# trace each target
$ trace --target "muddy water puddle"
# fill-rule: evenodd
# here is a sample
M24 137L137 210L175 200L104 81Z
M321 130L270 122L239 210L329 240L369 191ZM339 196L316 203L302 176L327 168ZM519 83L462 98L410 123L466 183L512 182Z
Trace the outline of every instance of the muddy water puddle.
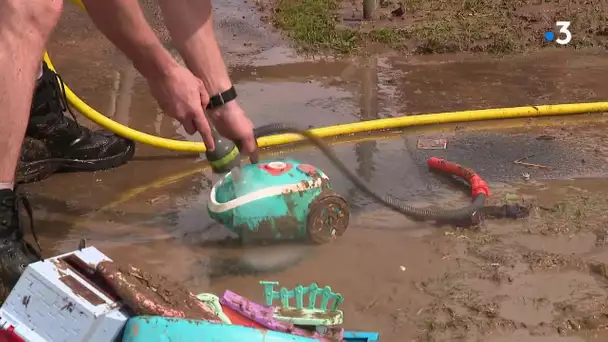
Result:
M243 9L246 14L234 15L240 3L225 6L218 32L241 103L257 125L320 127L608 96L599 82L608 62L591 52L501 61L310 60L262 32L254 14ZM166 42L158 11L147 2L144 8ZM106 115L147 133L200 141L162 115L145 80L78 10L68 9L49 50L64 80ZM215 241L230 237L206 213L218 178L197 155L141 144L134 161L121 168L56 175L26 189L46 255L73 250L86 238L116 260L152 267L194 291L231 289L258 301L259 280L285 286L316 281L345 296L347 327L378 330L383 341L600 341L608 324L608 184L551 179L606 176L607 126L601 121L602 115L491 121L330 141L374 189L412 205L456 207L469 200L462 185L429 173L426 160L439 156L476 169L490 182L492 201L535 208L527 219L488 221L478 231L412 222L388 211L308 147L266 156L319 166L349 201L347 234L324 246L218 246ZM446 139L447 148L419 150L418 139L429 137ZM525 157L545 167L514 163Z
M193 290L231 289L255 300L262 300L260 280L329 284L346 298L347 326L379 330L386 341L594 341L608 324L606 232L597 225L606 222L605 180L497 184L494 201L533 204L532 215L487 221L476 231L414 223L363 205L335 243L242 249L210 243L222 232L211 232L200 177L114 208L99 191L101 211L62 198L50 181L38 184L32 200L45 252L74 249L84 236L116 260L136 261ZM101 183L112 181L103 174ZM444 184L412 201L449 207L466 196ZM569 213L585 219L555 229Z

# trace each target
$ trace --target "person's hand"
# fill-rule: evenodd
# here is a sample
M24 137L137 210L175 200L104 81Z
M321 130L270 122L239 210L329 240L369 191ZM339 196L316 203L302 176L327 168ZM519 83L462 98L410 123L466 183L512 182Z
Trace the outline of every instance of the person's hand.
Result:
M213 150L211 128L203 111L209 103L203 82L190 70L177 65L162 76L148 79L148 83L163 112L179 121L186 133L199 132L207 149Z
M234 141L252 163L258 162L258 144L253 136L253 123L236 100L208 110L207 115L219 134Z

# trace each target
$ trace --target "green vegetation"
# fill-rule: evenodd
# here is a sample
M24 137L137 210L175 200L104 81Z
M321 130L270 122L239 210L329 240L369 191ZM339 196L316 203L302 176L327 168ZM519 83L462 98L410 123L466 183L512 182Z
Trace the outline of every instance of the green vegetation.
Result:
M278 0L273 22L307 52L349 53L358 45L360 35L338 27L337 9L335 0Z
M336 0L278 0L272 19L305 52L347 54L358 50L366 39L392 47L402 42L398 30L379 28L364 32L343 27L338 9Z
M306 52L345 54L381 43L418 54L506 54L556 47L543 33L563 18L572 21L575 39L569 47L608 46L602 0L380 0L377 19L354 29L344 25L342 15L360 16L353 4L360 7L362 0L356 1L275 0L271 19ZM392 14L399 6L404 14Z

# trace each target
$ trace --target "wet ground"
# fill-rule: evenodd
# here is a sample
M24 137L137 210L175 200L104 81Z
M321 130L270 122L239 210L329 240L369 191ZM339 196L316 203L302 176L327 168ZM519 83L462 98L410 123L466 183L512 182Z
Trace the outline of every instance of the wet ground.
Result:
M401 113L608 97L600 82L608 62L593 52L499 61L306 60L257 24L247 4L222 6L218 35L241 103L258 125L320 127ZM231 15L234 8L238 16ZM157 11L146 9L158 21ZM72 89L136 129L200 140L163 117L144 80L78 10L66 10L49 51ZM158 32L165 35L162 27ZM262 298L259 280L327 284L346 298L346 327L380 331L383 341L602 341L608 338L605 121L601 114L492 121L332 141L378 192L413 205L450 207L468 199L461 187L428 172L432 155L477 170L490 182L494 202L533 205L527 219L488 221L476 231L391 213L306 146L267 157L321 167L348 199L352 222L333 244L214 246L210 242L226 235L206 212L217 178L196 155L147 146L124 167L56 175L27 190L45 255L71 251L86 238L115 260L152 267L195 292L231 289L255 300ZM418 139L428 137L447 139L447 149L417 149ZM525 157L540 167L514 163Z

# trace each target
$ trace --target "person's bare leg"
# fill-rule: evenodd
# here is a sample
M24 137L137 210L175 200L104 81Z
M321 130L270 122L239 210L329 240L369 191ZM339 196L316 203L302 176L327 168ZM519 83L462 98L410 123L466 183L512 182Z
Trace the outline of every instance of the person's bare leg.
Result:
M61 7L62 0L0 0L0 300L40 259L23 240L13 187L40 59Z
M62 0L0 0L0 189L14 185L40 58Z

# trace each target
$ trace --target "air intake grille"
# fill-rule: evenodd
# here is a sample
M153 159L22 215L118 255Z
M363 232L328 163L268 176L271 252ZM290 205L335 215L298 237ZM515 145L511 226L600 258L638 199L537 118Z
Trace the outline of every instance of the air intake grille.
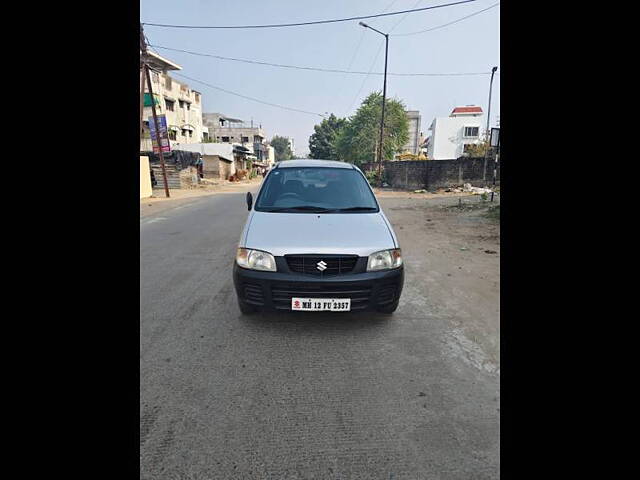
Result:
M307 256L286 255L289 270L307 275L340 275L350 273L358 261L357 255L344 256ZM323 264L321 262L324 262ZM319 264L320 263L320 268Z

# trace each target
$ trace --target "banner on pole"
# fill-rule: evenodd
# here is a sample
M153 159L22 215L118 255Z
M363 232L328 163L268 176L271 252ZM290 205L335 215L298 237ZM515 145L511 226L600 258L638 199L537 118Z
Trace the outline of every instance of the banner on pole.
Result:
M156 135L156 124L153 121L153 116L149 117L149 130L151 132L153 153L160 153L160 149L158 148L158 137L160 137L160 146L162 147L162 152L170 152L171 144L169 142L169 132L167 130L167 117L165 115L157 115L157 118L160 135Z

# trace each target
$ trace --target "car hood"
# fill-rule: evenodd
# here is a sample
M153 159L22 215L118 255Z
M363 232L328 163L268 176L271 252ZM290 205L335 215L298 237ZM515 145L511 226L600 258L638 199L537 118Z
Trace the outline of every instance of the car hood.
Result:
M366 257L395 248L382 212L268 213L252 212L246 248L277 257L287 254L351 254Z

* _BRIEF_
What should be returned is the run of lines from the first line of the material through the line containing "Trace the outline of every instance of the muddy", exact and inclusive, and nothing else.

* _RESULT BELOW_
# trace each target
$ trace --target "muddy water puddle"
# fill-rule: evenodd
# here is a sample
M24 137L137 210L175 200L104 81Z
M321 130L270 122L239 210L329 240L369 191ZM339 196L316 203L302 176L327 168ZM519 83L462 98L410 123L466 183L512 182Z
Trace the outline of every instance of the muddy water puddle.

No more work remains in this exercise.